- **Assigned task**
Answer these questions using the blog entry below.
(a) What name did the high school geology teacher give his guiding philosophy?
(b) On the energy diagram that is described, which side is the best place to be?
(c) In what year was funding allocated to the Ethical, Legal and Social Implications (ELSI) Research Program?

- **Text passage**
A high school geology teacher once explained to me a guiding philosophy for his life which seemed quite confusing at the time – he called it “The least work principle” which stated that one should always aspire to expending the least amount of effort to get an outcome. I thought “Great, I have a teacher telling me that his mission in life is to be lazy, what an inspiration!”… However, over the years, it has proven itself again and again as a pretty amazing and simple philosophy not centered on laziness, but on being efficient. Life is alarmingly short and we should really be focused on getting the most value for the least amount of work so we can do more things in the end (without sacrificing quality of life of course!).
Now… I want to bring you back to high school (if you took chemistry) – though this might be the first time you’ve had chemistry used to make something easier to understand. One of the basic properties of molecules is that they will naturally exist in the state that requires the least amount of energy. With energy on the y axis below, you can see that the best place to be is on the right hand side (products). To get there from starting materials, however, you need to go through a transition period that temporarily requires more energy.
This short blog entry argues that when looking at the relationship or science and society, the majority of scientists only see (and avoid) the energy barrier in front of them and fail to imagine and strive toward the products on the other side. There are of course exceptions to the rule and this article hopes to inspire such visionary thinking. It contends that the products, similar to those in a chemical reaction, will provide a state that will in their own time lead to less energy expenditure for scientists.
A simple example to illustrate this point is when a small group of scientists took it upon themselves to change things:
In 1990, concomitant with the laboratory research endeavors of the Human Genome Project, a major portion of funding was allocated that surprised many as a budget line in a research project: The Ethical, Legal and Social Implications (ELSI) Research Program whose function and purpose were:
• To anticipate and address the implications for individuals and society of mapping and sequencing the human genome.

- **Data extract**

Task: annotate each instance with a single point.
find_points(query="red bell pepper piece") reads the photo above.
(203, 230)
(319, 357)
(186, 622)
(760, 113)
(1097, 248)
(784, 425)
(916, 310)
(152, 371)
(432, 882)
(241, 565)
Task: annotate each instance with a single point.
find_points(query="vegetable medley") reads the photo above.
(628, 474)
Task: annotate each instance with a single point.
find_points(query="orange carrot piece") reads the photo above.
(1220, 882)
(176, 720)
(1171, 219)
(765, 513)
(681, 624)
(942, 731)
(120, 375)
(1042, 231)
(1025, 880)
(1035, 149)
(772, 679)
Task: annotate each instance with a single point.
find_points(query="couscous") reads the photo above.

- **Response**
(a) "The least work principle"
(b) The right hand side (products)
(c) 1990